◆ **Supplied text**:
▼
Diagnostic Accuracy
The Diagnostic Accuracy calculator evaluates how well a diagnostic test identifies a condition, given the four cells of a confusion matrix.
Step 1 — Enter the confusion matrix
| Cell | Meaning |
|---|---|
| True Positives (TP) | Test positive, disease present |
| False Positives (FP) | Test positive, disease absent |
| False Negatives (FN) | Test negative, disease present |
| True Negatives (TN) | Test negative, disease absent |
Also supports Excel import and Sample Data Generator.
Step 2 — Calculate
Click Calculate Diagnostic Accuracy.
Step 3 — Read the results
All metrics with 95% CI:
- Sensitivity — TP / (TP + FN)
- Specificity — TN / (TN + FP)
- Positive Predictive Value (PPV) — TP / (TP + FP)
- Negative Predictive Value (NPV) — TN / (TN + FN)
- Positive Likelihood Ratio (LR+) — Sensitivity / (1 - Specificity)
- Negative Likelihood Ratio (LR-) — (1 - Sensitivity) / Specificity
- Accuracy — (TP + TN) / N
- Prevalence — (TP + FN) / N
- Youden's Index — Sensitivity + Specificity - 1
- Diagnostic Odds Ratio (DOR) — (TP * TN) / (FP * FN)
▲
◆ **Problems and tasks**:
**1)** Answer these from the diagnostic accuracy text:
(a) What does a False Negative (FN) cell mean?
(b) Which two additional input options does the calculator support?
(c) What formula is given for Specificity?
**2)** Reproduce the portion of the diagnostic accuracy text starting with "Step 3 — Read" and going on through "TN / (TN + FN)".

(Stored data)
▼
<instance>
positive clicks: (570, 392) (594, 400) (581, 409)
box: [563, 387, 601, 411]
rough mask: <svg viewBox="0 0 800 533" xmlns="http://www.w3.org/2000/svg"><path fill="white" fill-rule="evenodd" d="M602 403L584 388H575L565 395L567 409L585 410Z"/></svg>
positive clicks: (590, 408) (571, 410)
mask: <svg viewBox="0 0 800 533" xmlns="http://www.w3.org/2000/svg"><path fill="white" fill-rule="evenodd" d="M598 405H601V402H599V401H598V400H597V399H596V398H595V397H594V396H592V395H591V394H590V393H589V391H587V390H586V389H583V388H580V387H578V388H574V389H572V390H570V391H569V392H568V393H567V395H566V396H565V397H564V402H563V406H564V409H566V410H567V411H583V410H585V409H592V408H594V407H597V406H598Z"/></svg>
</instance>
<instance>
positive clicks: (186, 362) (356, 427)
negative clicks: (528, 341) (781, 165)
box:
▲
◆ **Responses to the exercise**:
**1)**
(a) Test negative, disease present
(b) Excel import and Sample Data Generator
(c) TN / (TN + FP)

**2)**
Step 3 — Read the results
All metrics with 95% CI:
- Sensitivity — TP / (TP + FN)
- Specificity — TN / (TN + FP)
- Positive Predictive Value (PPV) — TP / (TP + FP)
- Negative Predictive Value (NPV) — TN / (TN + FN)